» Given instruction 1:
Name each calendar month mentioned in the ICESat altimetry passage below, listing each month once.

Following this plan, laser-2 was activated in September 2003, and, after completing one 8 day cycle, ICESat was shifted to the 91 day repeat orbit for 54 days, with the 33 day subcycle completed after mid-October selected for future repeat surveys. This 33 day sequence has been repeated using laser-2 then laser-3 during February/March, May/June and October/November each year since, along the same orbit tracks, with the May/June survey omitted in 2007.
Our aim here is to compare estimates of dS/dt over Greenland from ERS data with those from laser altimeters. For the laser estimates, we compared elevations derived from GLAS and ATM over many locations on the ice sheet, and averaged the resulting differences within 50 km grids. For the radar estimates, time series of dS/dt values for 1995–2003 were computed from ERS-2 data at crossover locations that occur at clearly defined spatial intervals associated with the 35 day exact repeat satellite orbit. Separation between crossover locations decreases with increasing latitude, and varies from 35 km at 66° N to 10 km at 80° N. Time series were formed consistent with procedures described by Reference Li and DavisLi and Davis (2006). After time-series formation, a least-squares fit was used to estimate the average rate of elevation change over the specified time periods (Fig. 2).

Photo object pointing entries
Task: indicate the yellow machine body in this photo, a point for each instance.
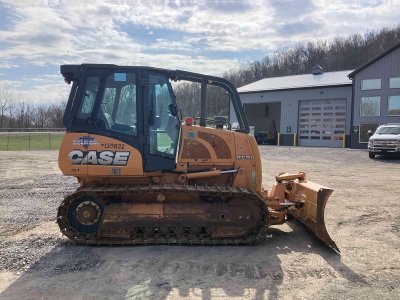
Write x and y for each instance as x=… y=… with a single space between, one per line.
x=212 y=195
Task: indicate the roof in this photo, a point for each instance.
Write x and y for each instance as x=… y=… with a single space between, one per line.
x=298 y=82
x=368 y=63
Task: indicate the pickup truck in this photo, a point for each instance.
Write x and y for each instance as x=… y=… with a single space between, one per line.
x=385 y=140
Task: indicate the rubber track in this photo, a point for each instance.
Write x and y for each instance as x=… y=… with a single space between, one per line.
x=120 y=190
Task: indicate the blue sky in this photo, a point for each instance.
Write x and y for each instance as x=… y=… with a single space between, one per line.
x=202 y=36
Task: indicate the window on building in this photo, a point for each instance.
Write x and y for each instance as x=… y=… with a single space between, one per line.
x=267 y=110
x=394 y=83
x=364 y=128
x=370 y=106
x=371 y=84
x=394 y=106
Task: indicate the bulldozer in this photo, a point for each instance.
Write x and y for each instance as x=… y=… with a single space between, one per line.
x=147 y=176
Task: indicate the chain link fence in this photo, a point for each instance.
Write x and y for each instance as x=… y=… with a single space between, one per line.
x=14 y=141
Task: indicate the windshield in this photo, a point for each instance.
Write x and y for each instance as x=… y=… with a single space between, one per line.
x=388 y=130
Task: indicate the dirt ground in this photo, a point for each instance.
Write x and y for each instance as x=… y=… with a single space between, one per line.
x=362 y=216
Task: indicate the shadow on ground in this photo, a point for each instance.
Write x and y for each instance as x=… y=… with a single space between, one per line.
x=72 y=271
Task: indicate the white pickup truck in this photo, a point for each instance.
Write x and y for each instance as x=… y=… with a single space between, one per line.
x=385 y=140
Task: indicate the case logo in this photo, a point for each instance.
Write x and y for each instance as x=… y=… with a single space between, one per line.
x=93 y=157
x=85 y=141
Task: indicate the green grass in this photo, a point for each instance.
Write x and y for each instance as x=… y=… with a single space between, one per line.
x=33 y=141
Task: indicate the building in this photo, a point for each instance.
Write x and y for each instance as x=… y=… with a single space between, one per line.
x=315 y=108
x=376 y=95
x=332 y=109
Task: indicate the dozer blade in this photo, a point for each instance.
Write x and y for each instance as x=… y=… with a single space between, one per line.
x=314 y=197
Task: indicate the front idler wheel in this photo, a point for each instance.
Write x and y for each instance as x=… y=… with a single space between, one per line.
x=84 y=214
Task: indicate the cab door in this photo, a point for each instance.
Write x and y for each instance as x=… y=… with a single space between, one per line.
x=117 y=149
x=161 y=123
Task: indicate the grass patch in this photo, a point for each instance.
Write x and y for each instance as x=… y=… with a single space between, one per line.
x=33 y=141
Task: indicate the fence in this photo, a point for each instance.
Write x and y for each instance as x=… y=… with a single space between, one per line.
x=11 y=141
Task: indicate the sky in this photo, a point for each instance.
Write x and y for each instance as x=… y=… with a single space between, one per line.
x=210 y=37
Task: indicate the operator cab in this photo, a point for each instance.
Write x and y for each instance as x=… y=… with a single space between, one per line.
x=133 y=105
x=136 y=105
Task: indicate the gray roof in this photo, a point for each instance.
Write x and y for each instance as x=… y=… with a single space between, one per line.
x=298 y=82
x=370 y=62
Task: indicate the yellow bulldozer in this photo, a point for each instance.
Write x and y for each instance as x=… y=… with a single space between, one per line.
x=148 y=177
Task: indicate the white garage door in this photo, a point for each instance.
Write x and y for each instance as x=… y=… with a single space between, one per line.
x=322 y=123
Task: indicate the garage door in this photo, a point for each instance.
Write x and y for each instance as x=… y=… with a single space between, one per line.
x=322 y=123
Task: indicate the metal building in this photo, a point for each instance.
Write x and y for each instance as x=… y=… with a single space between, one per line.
x=376 y=95
x=309 y=110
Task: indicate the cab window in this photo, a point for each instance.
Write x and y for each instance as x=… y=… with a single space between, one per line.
x=89 y=97
x=118 y=108
x=163 y=119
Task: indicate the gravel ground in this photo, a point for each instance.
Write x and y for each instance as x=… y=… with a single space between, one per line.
x=362 y=217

» Given instruction 2:
Count the lines of the entries above that contain the string "ground", treating uppercase and lowercase as different, and give only the number.

» Correct answer 1:
September, October, February, March, May, June, November

» Correct answer 2:
3